● Collected data entries
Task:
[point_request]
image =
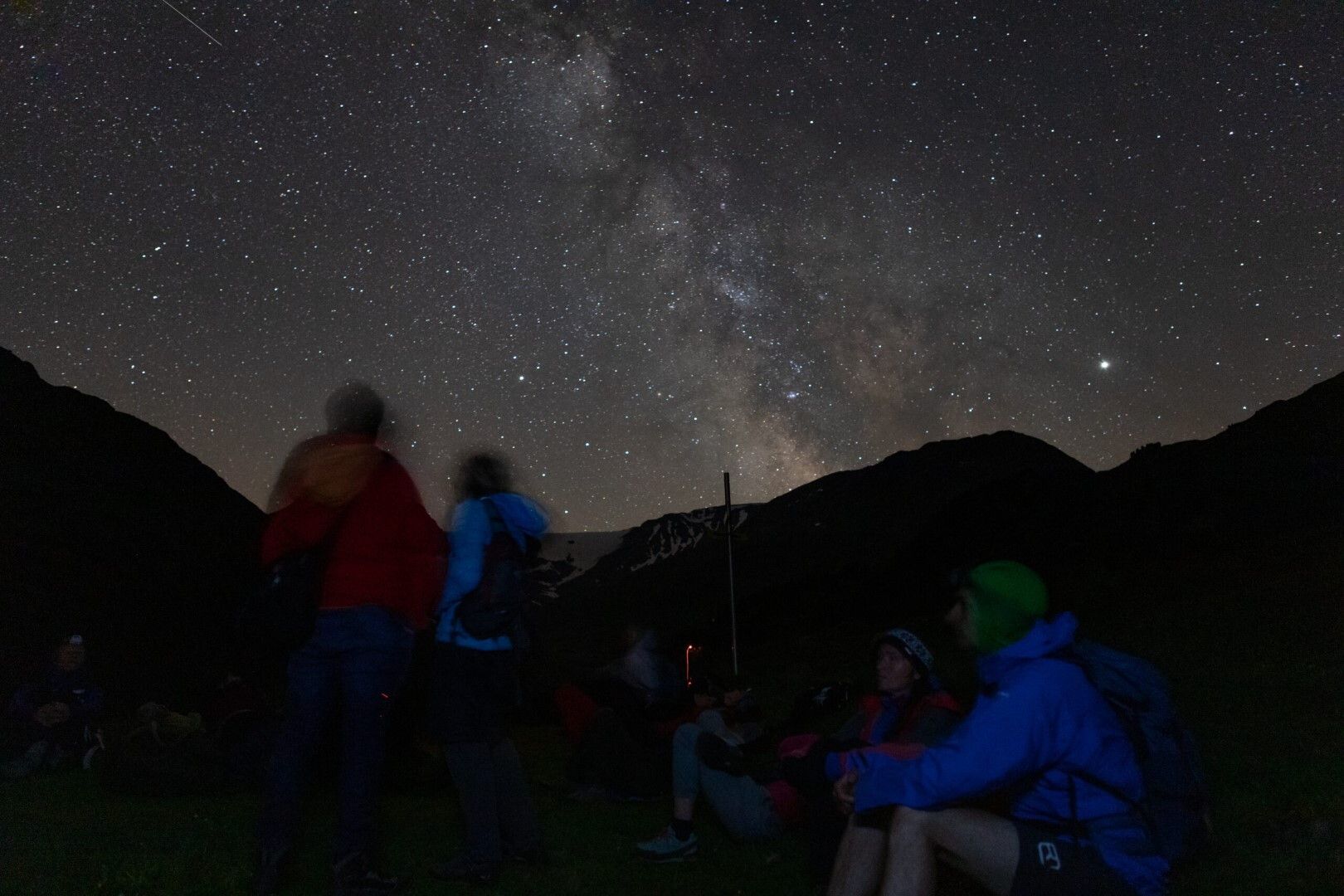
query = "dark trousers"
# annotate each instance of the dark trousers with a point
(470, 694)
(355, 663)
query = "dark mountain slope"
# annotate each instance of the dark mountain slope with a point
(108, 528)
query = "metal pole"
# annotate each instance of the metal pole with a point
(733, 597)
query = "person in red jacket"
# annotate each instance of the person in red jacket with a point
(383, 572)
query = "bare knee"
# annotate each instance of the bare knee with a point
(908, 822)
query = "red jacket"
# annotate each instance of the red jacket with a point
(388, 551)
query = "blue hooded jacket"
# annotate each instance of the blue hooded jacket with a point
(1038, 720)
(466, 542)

==

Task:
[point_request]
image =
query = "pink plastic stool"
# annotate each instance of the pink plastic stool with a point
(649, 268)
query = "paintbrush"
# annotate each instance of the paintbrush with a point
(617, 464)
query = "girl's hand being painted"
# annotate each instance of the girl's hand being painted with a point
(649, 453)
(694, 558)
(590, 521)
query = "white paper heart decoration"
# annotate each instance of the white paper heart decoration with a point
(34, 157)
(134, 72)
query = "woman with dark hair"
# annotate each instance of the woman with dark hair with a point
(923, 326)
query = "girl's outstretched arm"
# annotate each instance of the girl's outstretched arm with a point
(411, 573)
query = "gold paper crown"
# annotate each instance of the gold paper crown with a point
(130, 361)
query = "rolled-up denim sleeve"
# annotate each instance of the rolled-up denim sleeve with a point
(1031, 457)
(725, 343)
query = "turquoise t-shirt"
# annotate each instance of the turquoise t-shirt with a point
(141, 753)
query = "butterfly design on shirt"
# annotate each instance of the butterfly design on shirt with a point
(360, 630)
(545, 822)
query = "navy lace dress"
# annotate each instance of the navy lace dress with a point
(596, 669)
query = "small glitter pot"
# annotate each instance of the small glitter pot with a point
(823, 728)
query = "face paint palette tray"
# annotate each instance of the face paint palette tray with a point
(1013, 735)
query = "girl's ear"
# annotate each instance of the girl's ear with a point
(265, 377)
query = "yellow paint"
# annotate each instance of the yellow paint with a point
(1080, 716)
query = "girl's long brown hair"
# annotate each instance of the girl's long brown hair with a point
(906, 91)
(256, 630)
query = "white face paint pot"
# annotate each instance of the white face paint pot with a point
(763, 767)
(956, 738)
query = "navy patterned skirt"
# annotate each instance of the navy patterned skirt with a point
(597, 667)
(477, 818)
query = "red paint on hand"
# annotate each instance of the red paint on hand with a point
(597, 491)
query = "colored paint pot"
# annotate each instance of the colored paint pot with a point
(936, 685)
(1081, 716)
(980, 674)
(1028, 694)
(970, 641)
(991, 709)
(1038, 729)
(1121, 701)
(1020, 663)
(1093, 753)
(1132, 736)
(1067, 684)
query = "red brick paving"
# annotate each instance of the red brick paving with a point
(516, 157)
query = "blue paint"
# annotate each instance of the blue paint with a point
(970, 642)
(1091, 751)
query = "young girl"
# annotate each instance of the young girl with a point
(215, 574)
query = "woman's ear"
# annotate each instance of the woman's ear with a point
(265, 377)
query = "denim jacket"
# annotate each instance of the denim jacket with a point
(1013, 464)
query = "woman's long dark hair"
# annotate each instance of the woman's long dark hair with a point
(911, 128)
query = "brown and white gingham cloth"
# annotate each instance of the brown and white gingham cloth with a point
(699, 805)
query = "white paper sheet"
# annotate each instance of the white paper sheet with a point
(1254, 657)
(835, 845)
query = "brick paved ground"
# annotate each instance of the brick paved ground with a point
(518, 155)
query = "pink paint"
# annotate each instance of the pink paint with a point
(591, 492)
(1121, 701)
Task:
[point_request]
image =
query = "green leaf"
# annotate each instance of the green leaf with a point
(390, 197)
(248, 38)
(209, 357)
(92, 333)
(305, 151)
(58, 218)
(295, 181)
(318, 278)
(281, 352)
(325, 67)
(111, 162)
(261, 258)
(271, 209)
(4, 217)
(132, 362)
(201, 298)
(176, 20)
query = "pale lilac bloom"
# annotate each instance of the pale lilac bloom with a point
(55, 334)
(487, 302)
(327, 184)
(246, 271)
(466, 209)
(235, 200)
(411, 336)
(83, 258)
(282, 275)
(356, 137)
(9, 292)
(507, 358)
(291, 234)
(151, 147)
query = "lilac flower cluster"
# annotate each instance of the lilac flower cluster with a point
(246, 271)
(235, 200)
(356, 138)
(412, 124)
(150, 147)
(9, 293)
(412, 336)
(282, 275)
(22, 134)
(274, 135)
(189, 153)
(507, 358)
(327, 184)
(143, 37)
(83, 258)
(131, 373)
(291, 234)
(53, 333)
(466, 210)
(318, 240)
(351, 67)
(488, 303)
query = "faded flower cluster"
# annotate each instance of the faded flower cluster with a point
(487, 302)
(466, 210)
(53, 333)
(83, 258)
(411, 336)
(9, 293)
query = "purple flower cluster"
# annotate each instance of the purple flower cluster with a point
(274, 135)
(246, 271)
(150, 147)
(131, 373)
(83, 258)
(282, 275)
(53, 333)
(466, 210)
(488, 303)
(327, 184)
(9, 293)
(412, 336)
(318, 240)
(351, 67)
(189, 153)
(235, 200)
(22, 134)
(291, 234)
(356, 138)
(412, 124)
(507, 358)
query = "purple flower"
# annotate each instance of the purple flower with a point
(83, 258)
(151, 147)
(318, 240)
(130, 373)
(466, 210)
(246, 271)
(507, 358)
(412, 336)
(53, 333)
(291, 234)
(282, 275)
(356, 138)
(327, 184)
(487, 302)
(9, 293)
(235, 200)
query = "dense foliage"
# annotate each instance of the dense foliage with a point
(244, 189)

● Problem details
Pick out every line of the material above that contains the string "turquoise", and copy each such line in full. Treat case as significant when matching.

● Written response
query = "turquoise t-shirt"
# annotate each instance of the turquoise t-shirt with a point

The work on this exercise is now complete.